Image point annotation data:
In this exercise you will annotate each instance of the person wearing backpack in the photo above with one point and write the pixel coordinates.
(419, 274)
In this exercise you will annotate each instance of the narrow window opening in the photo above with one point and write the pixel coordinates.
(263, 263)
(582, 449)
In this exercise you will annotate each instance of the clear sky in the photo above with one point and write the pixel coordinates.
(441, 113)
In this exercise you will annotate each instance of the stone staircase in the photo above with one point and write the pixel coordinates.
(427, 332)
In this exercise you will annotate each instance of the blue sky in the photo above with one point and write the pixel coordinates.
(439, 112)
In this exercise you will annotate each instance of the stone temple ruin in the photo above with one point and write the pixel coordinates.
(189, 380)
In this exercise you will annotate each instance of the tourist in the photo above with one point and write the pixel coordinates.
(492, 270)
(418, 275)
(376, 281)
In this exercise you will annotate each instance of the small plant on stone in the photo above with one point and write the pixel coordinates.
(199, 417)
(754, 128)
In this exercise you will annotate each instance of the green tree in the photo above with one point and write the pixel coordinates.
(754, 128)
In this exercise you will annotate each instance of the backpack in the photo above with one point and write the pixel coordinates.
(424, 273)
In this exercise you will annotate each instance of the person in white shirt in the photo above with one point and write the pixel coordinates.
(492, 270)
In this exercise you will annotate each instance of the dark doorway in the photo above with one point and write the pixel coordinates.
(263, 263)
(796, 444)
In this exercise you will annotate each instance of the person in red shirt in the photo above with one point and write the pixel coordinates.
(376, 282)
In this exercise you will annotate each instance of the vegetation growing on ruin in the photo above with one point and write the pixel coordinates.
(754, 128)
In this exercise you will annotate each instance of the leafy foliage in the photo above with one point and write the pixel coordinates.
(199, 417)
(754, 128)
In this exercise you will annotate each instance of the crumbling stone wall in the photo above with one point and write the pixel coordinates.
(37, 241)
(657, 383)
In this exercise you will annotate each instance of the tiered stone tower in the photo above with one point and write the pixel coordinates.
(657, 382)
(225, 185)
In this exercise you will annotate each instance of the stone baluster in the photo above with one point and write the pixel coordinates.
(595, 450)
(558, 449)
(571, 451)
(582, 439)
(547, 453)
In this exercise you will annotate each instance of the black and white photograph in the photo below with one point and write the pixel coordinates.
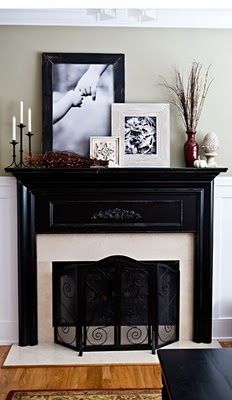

Set problem:
Rewrite all of the data above with every "person" replaced by "visitor" and nothing else changed. Omit the pictures from your version.

Result of the task:
In this exercise you will annotate each instance of the visitor wearing backpack in the photo above with one point and write the pixel coordinates.
(419, 274)
In this exercise you will annotate each instance of the narrow window opening in the photo above with one point and write the pixel coordinates.
(263, 263)
(582, 449)
In this exercise you will annotate each instance of the clear sky in the photo above with one point and write the pixel coordinates.
(441, 113)
In this exercise you will annotate each instance of the stone staircase in the photo above with one point and write the pixel coordinates.
(427, 332)
In this exercise you will annotate each instance of the blue sky in the photo above with one point and write the pixel coordinates.
(439, 112)
In this exercise you will annotate each instance of the stone temple ruin in the photo above with one point and write the pixel coordinates.
(189, 380)
In this exercise you will annotate each instance of the tourist in the photo above with one point and write the pixel coordinates.
(492, 270)
(418, 275)
(376, 281)
In this exercise you will annotate each instance of the small plant on stone in the photo above with one point and write the pixel coordinates.
(199, 417)
(754, 128)
In this exercise you will annotate each instance of the green tree in the photo above with one point and write the pixel coordinates.
(754, 128)
In this exercise you will annotate each instance of the backpack in the photo above with one point and write the pixel coordinates.
(424, 273)
In this exercise you will annotate each instance of the visitor in white shirt in the photo above with one point and write the pixel coordinates.
(492, 270)
In this exercise you will annotate each instance of the dark doorway in the photo above with one point and write the pixel coordinates.
(263, 263)
(796, 444)
In this exercise you will annotate each instance of the visitor in red shirt in the photo above with one point and write the pixel coordinates.
(376, 282)
In this exercise you will annotate each instance of the vegetation growing on ruin in the photo above with one point and write the pixel coordinates.
(754, 128)
In this exercise you will annotate each instance of the leafy foliage in the photo above with one point and write the pixel coordinates.
(199, 417)
(754, 128)
In this exercise you will annotate each instance of the crumbling stone wall in the photo above with one point and write the pixel coordinates.
(37, 241)
(657, 383)
In this exercise you will annotate each instance of the tiered stone tower in the photo above with one point and write the pixel coordinates.
(657, 382)
(225, 185)
In this exercise you will annotate each instance of the stone baluster in the photo above with one point and write the pixel coordinates.
(595, 450)
(558, 449)
(571, 451)
(582, 439)
(547, 453)
In this exercise you will annotate each instance of the black and white photograph in the photo below with one point and write the pixel coordinates.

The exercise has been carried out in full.